__YOUR OBJECTIVE__: When the string "reflection" is part of a line below, that line should be copied.
= = =
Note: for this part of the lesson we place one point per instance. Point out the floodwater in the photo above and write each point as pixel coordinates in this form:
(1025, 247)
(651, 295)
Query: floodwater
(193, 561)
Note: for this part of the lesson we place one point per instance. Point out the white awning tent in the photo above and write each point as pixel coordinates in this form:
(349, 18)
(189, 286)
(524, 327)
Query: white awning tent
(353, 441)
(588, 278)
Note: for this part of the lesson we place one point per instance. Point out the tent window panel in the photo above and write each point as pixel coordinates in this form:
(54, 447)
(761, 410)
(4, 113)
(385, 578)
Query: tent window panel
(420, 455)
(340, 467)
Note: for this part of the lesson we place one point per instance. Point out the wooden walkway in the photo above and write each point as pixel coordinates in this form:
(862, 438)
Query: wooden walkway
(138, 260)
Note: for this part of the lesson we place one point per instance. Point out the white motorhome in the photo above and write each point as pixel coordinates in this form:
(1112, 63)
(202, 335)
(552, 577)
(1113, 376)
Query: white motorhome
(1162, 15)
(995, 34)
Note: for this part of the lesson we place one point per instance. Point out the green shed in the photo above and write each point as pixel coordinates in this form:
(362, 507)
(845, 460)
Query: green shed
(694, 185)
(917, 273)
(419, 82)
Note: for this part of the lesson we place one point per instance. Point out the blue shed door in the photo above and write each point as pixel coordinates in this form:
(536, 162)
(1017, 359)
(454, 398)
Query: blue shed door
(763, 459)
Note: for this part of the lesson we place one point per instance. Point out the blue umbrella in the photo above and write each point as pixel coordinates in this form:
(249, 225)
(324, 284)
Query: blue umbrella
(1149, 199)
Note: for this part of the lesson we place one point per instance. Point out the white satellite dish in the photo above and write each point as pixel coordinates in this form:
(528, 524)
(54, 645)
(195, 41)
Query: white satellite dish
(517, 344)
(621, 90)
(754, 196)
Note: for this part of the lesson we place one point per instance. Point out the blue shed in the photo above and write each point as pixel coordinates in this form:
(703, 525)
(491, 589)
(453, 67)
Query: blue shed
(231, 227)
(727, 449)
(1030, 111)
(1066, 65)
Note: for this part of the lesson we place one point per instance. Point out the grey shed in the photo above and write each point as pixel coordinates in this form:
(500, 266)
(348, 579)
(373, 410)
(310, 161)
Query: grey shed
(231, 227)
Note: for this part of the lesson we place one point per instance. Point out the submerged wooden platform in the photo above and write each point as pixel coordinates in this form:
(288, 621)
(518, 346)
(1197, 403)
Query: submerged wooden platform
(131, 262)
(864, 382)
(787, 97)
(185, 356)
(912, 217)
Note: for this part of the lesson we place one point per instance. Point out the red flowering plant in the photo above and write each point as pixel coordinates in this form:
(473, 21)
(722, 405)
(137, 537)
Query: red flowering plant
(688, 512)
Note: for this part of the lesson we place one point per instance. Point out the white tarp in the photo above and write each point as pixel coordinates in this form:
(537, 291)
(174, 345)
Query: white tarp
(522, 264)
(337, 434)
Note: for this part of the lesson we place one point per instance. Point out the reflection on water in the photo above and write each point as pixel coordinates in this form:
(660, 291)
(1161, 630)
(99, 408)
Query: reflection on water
= = =
__WRITTEN ANSWER__:
Note: for this part of the lesson we place one point per instance. Point out the reflection on water in the photo above and write each point as pixel coordinates in this form:
Query: reflection on water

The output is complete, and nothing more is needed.